(Records from a data source)
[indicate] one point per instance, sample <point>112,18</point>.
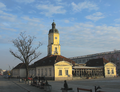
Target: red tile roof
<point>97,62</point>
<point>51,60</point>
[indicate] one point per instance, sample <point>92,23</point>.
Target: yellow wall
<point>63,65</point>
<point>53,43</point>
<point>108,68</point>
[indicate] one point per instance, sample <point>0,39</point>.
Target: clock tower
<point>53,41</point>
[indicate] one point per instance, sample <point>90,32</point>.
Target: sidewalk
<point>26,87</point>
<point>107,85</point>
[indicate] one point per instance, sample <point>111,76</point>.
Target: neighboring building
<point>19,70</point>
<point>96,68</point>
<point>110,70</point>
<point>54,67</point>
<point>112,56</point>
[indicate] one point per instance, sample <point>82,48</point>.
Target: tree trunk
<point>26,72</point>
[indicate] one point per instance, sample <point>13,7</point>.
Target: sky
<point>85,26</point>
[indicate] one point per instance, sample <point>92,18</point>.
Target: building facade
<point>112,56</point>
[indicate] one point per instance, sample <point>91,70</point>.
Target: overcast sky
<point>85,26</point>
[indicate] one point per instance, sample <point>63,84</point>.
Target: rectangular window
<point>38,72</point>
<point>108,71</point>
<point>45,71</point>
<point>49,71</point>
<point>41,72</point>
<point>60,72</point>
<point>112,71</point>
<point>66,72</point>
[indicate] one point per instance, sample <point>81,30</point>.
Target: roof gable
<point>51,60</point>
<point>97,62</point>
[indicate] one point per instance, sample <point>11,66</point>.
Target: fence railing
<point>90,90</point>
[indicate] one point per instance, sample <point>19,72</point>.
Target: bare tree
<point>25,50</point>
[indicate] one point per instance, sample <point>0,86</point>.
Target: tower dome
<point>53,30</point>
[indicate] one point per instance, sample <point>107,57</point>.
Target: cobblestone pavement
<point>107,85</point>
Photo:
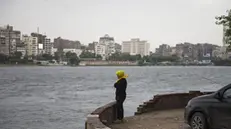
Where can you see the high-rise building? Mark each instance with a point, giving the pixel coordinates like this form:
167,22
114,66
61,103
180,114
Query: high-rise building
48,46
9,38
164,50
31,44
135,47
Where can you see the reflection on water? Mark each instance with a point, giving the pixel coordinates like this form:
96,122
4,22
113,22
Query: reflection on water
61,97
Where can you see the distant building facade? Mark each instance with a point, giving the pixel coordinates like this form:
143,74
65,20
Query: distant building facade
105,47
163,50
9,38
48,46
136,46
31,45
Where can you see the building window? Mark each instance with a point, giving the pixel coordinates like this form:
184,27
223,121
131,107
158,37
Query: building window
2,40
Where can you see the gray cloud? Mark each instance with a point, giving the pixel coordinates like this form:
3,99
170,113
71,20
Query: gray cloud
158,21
--
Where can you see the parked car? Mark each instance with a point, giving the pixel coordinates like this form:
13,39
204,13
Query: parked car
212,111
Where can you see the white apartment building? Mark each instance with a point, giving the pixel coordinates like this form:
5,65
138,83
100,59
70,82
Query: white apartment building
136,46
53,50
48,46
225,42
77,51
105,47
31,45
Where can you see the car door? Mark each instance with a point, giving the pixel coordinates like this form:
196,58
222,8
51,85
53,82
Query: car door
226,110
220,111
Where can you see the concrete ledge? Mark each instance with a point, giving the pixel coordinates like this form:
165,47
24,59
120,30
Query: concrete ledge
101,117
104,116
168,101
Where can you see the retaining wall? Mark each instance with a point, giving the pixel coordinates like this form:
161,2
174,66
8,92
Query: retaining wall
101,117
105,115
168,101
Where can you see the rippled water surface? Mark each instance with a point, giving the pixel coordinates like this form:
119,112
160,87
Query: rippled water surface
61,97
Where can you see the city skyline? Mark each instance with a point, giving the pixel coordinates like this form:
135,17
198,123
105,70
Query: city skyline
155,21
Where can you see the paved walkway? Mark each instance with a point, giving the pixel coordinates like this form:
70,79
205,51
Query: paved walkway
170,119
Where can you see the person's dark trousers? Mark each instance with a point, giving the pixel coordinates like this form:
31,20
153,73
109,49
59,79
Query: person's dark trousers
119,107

## TASK OBJECTIVE
Copy back exactly the lines above from the one containing "[indicate] one point per instance, sample <point>112,18</point>." through the one containing "[indicate] one point per instance, sample <point>0,86</point>.", and leave every picture behind.

## RESPONSE AREA
[indicate] one point per instance, sample <point>112,18</point>.
Target: red tile roof
<point>97,62</point>
<point>51,60</point>
[indicate] one point per instance, sample <point>92,23</point>.
Target: yellow wall
<point>63,65</point>
<point>53,43</point>
<point>108,68</point>
[indicate] one point per instance, sample <point>0,39</point>.
Target: clock tower
<point>53,41</point>
[indicate] one point per instance, sample <point>90,32</point>.
Target: sidewalk
<point>26,87</point>
<point>107,85</point>
[indicate] one point per instance, sample <point>111,76</point>.
Target: neighboring building
<point>19,70</point>
<point>96,68</point>
<point>110,70</point>
<point>54,67</point>
<point>112,56</point>
[indicate] one point per instance, sample <point>82,48</point>.
Target: tree trunk
<point>26,72</point>
[indicate] one point per instance, sample <point>13,7</point>.
Target: sky
<point>85,26</point>
[indicate] one point per instance, sample <point>92,18</point>.
Target: building facade
<point>112,56</point>
[indicate] one point per instance, sample <point>91,70</point>.
Target: overcast sky
<point>85,26</point>
[indicate] one point per instance, sample <point>63,84</point>.
Target: rectangular window
<point>38,72</point>
<point>108,71</point>
<point>45,71</point>
<point>49,71</point>
<point>41,72</point>
<point>60,72</point>
<point>112,71</point>
<point>66,72</point>
[indicate] one point per instance, sample <point>81,30</point>.
Target: roof gable
<point>51,60</point>
<point>97,62</point>
[indicate] one point per instance, sample <point>11,66</point>.
Target: fence railing
<point>90,90</point>
[indicate] one point per instance, sample <point>19,72</point>.
Target: bare tree
<point>25,50</point>
[indicate] one point per instance, sample <point>0,86</point>.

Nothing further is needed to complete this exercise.